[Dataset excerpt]
/---

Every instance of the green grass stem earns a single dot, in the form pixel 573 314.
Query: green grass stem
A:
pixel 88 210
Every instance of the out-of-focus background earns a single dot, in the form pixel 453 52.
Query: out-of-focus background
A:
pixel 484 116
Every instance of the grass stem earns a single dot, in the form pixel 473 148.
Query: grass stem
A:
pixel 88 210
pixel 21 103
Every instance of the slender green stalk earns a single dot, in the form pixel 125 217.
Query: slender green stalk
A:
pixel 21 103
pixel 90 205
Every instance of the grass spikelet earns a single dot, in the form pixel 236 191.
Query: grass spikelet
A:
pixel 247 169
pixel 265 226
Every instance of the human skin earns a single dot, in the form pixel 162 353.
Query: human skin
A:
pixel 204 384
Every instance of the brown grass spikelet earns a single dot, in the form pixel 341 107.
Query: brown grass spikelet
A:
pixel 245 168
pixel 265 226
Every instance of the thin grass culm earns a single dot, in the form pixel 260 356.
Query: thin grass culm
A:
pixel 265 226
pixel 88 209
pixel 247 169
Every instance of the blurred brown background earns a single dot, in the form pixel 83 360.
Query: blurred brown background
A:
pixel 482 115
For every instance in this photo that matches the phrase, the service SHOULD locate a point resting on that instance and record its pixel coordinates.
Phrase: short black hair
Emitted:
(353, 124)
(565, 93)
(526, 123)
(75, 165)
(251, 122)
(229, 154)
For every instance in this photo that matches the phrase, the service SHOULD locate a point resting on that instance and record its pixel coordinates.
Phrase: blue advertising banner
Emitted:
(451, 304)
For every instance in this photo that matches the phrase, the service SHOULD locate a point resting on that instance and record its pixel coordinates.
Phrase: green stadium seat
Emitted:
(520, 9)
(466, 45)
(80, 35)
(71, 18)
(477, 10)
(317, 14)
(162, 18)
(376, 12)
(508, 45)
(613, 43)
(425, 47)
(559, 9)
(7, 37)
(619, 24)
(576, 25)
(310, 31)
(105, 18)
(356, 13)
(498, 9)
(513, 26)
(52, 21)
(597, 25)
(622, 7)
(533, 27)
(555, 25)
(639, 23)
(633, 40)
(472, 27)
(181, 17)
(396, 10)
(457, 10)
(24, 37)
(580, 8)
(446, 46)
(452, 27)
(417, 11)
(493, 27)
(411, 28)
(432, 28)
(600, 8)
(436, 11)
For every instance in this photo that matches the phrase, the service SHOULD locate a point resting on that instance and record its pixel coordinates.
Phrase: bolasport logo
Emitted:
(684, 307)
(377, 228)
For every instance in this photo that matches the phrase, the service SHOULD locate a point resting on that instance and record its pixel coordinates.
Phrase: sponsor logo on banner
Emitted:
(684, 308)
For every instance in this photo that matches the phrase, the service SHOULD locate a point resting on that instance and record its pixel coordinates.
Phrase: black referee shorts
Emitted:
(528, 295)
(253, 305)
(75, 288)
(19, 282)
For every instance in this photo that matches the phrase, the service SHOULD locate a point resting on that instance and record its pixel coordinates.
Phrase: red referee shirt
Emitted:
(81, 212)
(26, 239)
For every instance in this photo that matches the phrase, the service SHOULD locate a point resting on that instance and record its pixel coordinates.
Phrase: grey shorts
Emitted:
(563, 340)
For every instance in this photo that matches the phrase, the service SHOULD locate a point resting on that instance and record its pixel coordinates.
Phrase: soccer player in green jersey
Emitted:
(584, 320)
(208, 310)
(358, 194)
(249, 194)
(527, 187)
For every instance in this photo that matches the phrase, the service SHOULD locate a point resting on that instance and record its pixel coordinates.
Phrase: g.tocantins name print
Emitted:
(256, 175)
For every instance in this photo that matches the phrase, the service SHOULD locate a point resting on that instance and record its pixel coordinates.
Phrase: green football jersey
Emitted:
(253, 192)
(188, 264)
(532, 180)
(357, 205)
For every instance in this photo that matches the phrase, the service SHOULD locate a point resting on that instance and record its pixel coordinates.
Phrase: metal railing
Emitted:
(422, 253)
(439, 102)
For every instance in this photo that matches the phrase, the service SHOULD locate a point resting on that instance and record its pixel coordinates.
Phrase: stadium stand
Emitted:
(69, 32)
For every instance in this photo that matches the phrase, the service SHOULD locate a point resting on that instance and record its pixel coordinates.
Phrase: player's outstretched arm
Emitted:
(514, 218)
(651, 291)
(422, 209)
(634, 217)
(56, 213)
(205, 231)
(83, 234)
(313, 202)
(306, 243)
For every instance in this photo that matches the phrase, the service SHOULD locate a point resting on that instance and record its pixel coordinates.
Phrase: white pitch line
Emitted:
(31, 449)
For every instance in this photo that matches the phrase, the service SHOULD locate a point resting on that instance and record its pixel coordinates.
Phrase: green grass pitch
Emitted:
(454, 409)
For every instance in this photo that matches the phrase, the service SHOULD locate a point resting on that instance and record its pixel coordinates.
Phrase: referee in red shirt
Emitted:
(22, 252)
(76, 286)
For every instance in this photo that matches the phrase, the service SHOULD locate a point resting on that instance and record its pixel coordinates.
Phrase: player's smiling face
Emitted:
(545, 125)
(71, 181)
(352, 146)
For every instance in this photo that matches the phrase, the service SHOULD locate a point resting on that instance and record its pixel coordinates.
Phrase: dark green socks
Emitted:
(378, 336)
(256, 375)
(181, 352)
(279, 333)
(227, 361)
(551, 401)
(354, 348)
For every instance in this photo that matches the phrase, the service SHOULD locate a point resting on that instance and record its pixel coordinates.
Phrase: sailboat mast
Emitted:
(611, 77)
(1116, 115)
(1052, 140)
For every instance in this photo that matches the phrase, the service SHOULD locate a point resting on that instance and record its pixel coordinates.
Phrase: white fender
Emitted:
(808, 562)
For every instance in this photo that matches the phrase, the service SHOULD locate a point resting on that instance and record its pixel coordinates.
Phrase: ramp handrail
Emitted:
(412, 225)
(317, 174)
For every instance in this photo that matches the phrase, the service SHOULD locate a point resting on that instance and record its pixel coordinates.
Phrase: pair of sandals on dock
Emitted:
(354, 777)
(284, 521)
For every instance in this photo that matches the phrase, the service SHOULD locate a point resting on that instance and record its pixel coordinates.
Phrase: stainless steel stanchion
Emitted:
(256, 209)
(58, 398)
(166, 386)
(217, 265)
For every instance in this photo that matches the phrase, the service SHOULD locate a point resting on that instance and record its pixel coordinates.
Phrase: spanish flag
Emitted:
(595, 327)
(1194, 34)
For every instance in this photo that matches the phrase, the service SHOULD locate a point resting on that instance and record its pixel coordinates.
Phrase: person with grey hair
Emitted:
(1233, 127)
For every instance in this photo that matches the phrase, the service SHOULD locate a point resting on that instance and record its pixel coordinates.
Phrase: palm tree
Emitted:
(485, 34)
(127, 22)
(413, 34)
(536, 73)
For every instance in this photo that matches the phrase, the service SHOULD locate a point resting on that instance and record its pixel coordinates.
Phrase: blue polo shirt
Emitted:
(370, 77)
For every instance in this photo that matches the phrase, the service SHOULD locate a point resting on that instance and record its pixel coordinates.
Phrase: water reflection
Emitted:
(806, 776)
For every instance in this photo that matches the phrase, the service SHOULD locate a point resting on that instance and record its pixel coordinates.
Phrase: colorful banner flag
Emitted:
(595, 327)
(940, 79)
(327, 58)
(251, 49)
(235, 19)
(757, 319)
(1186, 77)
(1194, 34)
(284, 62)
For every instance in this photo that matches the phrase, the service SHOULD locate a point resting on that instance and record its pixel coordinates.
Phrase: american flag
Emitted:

\---

[AIM OF THE TASK]
Please retype every row above, word for word and line for line.

[FULL ANSWER]
Every instance of the green grass stem earns a single dot, in the form pixel 573 314.
Query: green grass stem
A:
pixel 88 210
Every instance of the out-of-focus background earns a single dot, in the form pixel 453 52.
Query: out-of-focus background
A:
pixel 484 116
Every instance of the grass stem earns a single dot, in the form pixel 473 148.
Query: grass stem
A:
pixel 88 210
pixel 21 103
Every instance of the slender green stalk earns a single dot, in the form pixel 125 217.
Query: slender green stalk
A:
pixel 21 103
pixel 90 205
Every instance of the grass spikelet earns a single dot, in the form pixel 236 191.
Query: grass spikelet
A:
pixel 247 169
pixel 265 226
Every instance of the human skin earns a single dot, in the form pixel 162 353.
Query: human skin
A:
pixel 204 384
Every instance of the brown grass spikelet earns a single dot, in the form pixel 341 107.
Query: brown grass spikelet
A:
pixel 245 168
pixel 265 226
Every instance of the thin grass culm earns a single dot, in the form pixel 260 356.
Query: thin grass culm
A:
pixel 265 226
pixel 88 209
pixel 247 169
Every instance of the blurred brown background earns a single dot, in the form pixel 83 360.
Query: blurred brown background
A:
pixel 482 115
For every instance in this photo that matches the phrase, the service SHOULD locate a point resting on that instance and record its pixel coordinates.
Phrase: short black hair
Emitted:
(353, 124)
(565, 93)
(526, 123)
(75, 165)
(251, 122)
(229, 154)
For every instance in this photo that matches the phrase, the service SHOULD locate a point resting on that instance and record its pixel coordinates.
Phrase: blue advertising banner
Emitted:
(451, 304)
For every instance in this photo that matches the phrase, the service SHOULD locate a point resting on that instance and record its pixel coordinates.
Phrase: green stadium seat
Emitted:
(520, 9)
(466, 45)
(80, 35)
(71, 18)
(477, 10)
(317, 14)
(162, 18)
(376, 12)
(508, 45)
(613, 43)
(425, 47)
(559, 9)
(7, 37)
(619, 24)
(576, 25)
(310, 31)
(105, 18)
(356, 13)
(498, 9)
(513, 26)
(52, 21)
(597, 25)
(622, 7)
(533, 27)
(555, 25)
(639, 23)
(633, 40)
(472, 27)
(181, 17)
(396, 10)
(457, 10)
(24, 37)
(580, 8)
(446, 46)
(452, 27)
(417, 11)
(493, 27)
(411, 28)
(432, 28)
(600, 8)
(436, 11)
For every instance in this photo that matches the phrase, the service SHOULD locate a point resting on that instance and record its pixel coordinates.
Phrase: bolasport logo
Emitted:
(684, 307)
(377, 228)
For every instance in this photo that matches the phrase, the service SHOULD locate a point resting on that instance and record its pixel coordinates.
Phrase: sponsor logo on banner
Emitted:
(684, 308)
For every instance in this photo that matches the phrase, the service SHOULD locate a point resting on that instance and record its pixel coordinates.
Phrase: black referee shorts
Emitted:
(528, 295)
(253, 305)
(75, 288)
(19, 282)
For every instance in this photo that matches the phrase, the service SHOULD locate a point resting on that instance and record its pixel coordinates.
Phrase: red referee shirt
Emitted:
(81, 212)
(26, 239)
For every instance in this photo that matches the phrase, the service SHOULD locate a point resting on that instance and record its pixel coordinates.
Phrase: grey shorts
Emitted:
(563, 340)
For every instance in this photo that matches the phrase, the service SHOULD locate a point resting on that instance and record its pixel coordinates.
Phrase: soccer player in green jersey
Emitted:
(584, 320)
(208, 310)
(358, 194)
(249, 194)
(527, 187)
For every instance in this photo that matches the phrase, the service SHOULD locate a point resting on that instance and record its pixel coordinates.
Phrase: g.tocantins name print
Emitted:
(256, 175)
For every instance in this photo that matches the phrase, the service SHOULD locate a point resting on that instance and record its pixel coordinates.
Phrase: green football jersey
Emitted:
(253, 192)
(188, 264)
(532, 180)
(357, 205)
For every instance in this photo that matches the phrase, the service SHOULD locate a point resting on that instance and record its pixel coordinates.
Phrase: metal railing
Emitted:
(422, 253)
(439, 102)
For every instance in this photo that matches the phrase, the service SHOULD locate a point resting on that instance and record its pixel coordinates.
Phrase: stadium stand
Emitted:
(69, 32)
For every instance in this photo that matches the phrase, the service SHOULD locate a point resting on that instance and record its pixel coordinates.
Phrase: player's outstretched arm
Emitted:
(514, 218)
(651, 291)
(422, 209)
(634, 217)
(56, 213)
(205, 231)
(83, 234)
(313, 202)
(306, 243)
For every instance in this photo that matches the phrase, the service SHOULD locate a point resting on that instance and record its pixel coordinates.
Phrase: white pitch line
Emitted:
(31, 449)
For every instance in this photo that matches the phrase, the service SHOULD locate a point resting on that instance and record its pixel coordinates.
Phrase: green grass pitch
Emitted:
(454, 409)
For every instance in this photo that matches the phrase, the service SHOULD locate a point resting on that instance and record its pixel coordinates.
Phrase: referee in red shirt
Emitted:
(22, 252)
(76, 286)
For every instance in this photo that matches the phrase, the service SHOULD locate a point resting on that instance and record its pixel coordinates.
Phrase: player's smiling face
Emitted:
(545, 125)
(71, 181)
(352, 146)
For every instance in this photo that matches the phrase, the service SHOULD locate a point resting on that instance and record its pixel coordinates.
Phrase: dark green socks
Emitted:
(378, 336)
(256, 375)
(181, 352)
(279, 333)
(227, 361)
(551, 401)
(354, 348)
For every instance in this photo that matches the phrase, the service SHOULD locate a point resting on that instance and record its pixel coordinates.
Phrase: sailboat mast
Emitted:
(611, 77)
(1116, 115)
(1052, 140)
For every instance in this photo that matches the phrase, the service SHOULD locate a point resting on that instance and record its pixel coordinates.
Phrase: white fender
Emitted:
(808, 562)
For every instance in this photo that matches the phrase, the service SHOULD locate a point resting on that instance and record its pixel coordinates.
Phrase: ramp handrail
Emitted:
(412, 225)
(317, 174)
For every instance in this photo that matches the phrase, the service SHOULD locate a point resting on that instance and record its pixel coordinates.
Phrase: pair of sandals on dock
Emitted:
(354, 777)
(284, 521)
For every instance in this photo that matches the phrase, the service SHOULD locate a point resting on that instance and record its pixel coordinates.
Phrase: stainless steel stanchion
Emitted:
(256, 209)
(58, 398)
(166, 386)
(217, 265)
For every instance in this photo that matches the phrase, the service SHOULD locate a point resting on that instance and record its pixel coordinates.
Phrase: spanish flag
Emitted:
(595, 327)
(1194, 34)
For every instance in this photo that matches the phrase, the service SHOULD locate a point resting on that instance and record its pixel coordinates.
Phrase: person with grey hair
Emitted:
(1233, 127)
For every instance in this photo that matches the phrase, the service SHOULD locate a point resting on that instance and record its pixel coordinates.
Phrase: palm tree
Emitted:
(485, 34)
(127, 22)
(413, 34)
(536, 73)
For every instance in this photo that matches the phrase, the service SHOULD locate a point resting on that instance and record its pixel coordinates.
Phrase: blue polo shirt
Emitted:
(370, 77)
For every instance in this photo that matches the phrase, the service SHOULD locate a point resting on that instance and record its pixel coordinates.
Phrase: water reflection
Emitted:
(806, 776)
For every instance in this photo that matches the phrase, the service SHOULD locate a point resting on that instance and record its pixel coordinates.
Phrase: colorful banner flag
Emitted:
(595, 327)
(940, 79)
(327, 58)
(251, 49)
(235, 19)
(757, 319)
(1186, 77)
(1194, 34)
(284, 62)
For every instance in this photo that matches the phrase, the service SHOULD locate a point resting on that instance and record its pixel coordinates.
Phrase: american flag
Emitted:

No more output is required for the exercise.